It is possible that there is another thread which successfully completed 
pm_runtime_get() and while it access the hardware, we pulled the plug on 
regulator/clock here. That will result in obvious device crash. So I can 
think of 2 solutions:

1. wrap *every* pm_runtime_get/put with a mutex. Something like:
             mutex_lock();
             pm_runtime_get();
             < ... access hardware here >>
             pm_runtime_put();
             mutex_unlock();

2. Drop runtime votes from every submit in recover worker and wait/poll 
for regulator to collapse in case there are transient votes on 
regulator  from other threads/subsystems.

Option (2) seems simpler to me.  What do you think?

-Akhil.
Rob Clark July 20, 2022, 6:06 p.m. UTC | #5
On Tue, Jul 12, 2022 at 12:15 PM Akhil P Oommen
<quic_akhilpo@quicinc.com> wrote:
>
> On 7/12/2022 10:14 PM, Rob Clark wrote:
> > On Mon, Jul 11, 2022 at 10:05 PM Akhil P Oommen
> > <quic_akhilpo@quicinc.com> wrote:
> >> On 7/12/2022 4:52 AM, Doug Anderson wrote:
> >>> Hi,
> >>>
> >>> On Fri, Jul 8, 2022 at 11:00 PM Akhil P Oommen <quic_akhilpo@quicinc.com> wrote:
> >>>> There are some hardware logic under CX domain. For a successful
> >>>> recovery, we should ensure cx headswitch collapses to ensure all the
> >>>> stale states are cleard out. This is especially true to for a6xx family
> >>>> where we can GMU co-processor.

> **What you will do**
1. Reproduce a passage from the mailing-list thread without changes. Begin at the words "1. wrap *every*" and stop after the words "from other threads/subsystems.".
2. According to the mailing-list thread, why is it a problem to pull the plug on the regulator or clock during recovery? Answer in one to three sentences.
3. In the mailing-list thread, which of the two proposed solutions does Akhil consider simpler?

Stored data entries
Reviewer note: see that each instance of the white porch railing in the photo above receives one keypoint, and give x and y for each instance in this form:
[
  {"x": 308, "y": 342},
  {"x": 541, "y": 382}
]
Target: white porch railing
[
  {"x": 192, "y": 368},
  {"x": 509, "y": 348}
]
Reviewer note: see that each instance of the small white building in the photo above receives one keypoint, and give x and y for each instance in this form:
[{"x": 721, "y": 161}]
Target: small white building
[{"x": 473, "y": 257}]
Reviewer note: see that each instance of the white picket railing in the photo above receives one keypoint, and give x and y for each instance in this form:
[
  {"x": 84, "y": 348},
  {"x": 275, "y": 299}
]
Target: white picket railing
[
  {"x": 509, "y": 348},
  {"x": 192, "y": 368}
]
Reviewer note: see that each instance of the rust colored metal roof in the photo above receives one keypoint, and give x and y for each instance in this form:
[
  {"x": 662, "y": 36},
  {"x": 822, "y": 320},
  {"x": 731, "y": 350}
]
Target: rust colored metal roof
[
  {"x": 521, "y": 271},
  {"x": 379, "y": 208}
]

> **Solutions by task**
1.
1. wrap *every* pm_runtime_get/put with a mutex. Something like:
             mutex_lock();
             pm_runtime_get();
             < ... access hardware here >>
             pm_runtime_put();
             mutex_unlock();

2. Drop runtime votes from every submit in recover worker and wait/poll 
for regulator to collapse in case there are transient votes on 
regulator  from other threads/subsystems.

2. Another thread may already have completed pm_runtime_get() and be accessing the hardware at that moment. Cutting the regulator or clock then would cause an obvious device crash.

3. Option (2), dropping runtime votes from every submit in the recover worker and waiting or polling for the regulator to collapse.